OBJECTIVE
Could you copy out, word for word, everything from the line containing "Annotation guideline: for every instance of the water" down to the end of the entries below, including both of those lines?
* * * *
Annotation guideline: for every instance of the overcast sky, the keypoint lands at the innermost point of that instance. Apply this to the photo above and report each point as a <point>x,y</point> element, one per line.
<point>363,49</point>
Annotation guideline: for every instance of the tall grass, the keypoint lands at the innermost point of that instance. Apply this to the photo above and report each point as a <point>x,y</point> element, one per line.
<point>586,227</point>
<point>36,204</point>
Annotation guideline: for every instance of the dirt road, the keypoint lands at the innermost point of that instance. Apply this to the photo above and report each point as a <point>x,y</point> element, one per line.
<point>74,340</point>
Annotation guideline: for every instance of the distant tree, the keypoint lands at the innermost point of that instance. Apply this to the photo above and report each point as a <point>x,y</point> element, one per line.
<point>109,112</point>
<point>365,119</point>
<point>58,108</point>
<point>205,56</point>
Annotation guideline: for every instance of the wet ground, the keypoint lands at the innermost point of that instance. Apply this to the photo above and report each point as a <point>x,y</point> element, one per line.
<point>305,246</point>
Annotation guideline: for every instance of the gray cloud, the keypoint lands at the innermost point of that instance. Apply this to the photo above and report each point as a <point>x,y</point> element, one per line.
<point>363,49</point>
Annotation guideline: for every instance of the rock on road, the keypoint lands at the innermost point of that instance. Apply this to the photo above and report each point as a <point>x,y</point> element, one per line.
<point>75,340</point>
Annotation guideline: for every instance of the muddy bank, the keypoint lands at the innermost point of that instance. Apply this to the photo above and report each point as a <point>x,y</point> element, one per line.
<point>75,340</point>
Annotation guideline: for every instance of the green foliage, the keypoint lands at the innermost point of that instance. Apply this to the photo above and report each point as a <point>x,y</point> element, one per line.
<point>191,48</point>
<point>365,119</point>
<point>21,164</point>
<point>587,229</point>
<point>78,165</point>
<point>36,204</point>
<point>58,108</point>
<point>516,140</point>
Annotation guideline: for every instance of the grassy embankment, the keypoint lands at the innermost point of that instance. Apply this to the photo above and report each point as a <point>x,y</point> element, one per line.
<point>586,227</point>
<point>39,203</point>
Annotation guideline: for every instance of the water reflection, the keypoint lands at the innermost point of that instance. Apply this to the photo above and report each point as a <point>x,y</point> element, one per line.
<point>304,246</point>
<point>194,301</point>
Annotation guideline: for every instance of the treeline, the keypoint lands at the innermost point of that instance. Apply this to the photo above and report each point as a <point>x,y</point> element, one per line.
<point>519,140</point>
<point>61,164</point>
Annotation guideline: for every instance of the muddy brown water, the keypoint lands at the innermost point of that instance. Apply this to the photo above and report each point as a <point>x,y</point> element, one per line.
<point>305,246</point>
* * * *
ANSWER TO THIS EXERCISE
Annotation guideline: for every instance of the water reflection, the keypoint lands at the innermost point of that instance. Apply this to the photo above and report each point as a <point>x,y</point> element, one per line.
<point>304,246</point>
<point>194,301</point>
Annotation guideline: for every instance of the treeline, the keypoint lands at the innermost point of that instance. Apply this to the photo above and report each point as a <point>x,y</point> element, one per line.
<point>519,140</point>
<point>61,164</point>
Annotation guideline: for every instance of the muddy brown water, the keypoint lands at the innermost point of that instance. Apply this to the photo above and report each point as a <point>x,y</point> element, one per line.
<point>305,246</point>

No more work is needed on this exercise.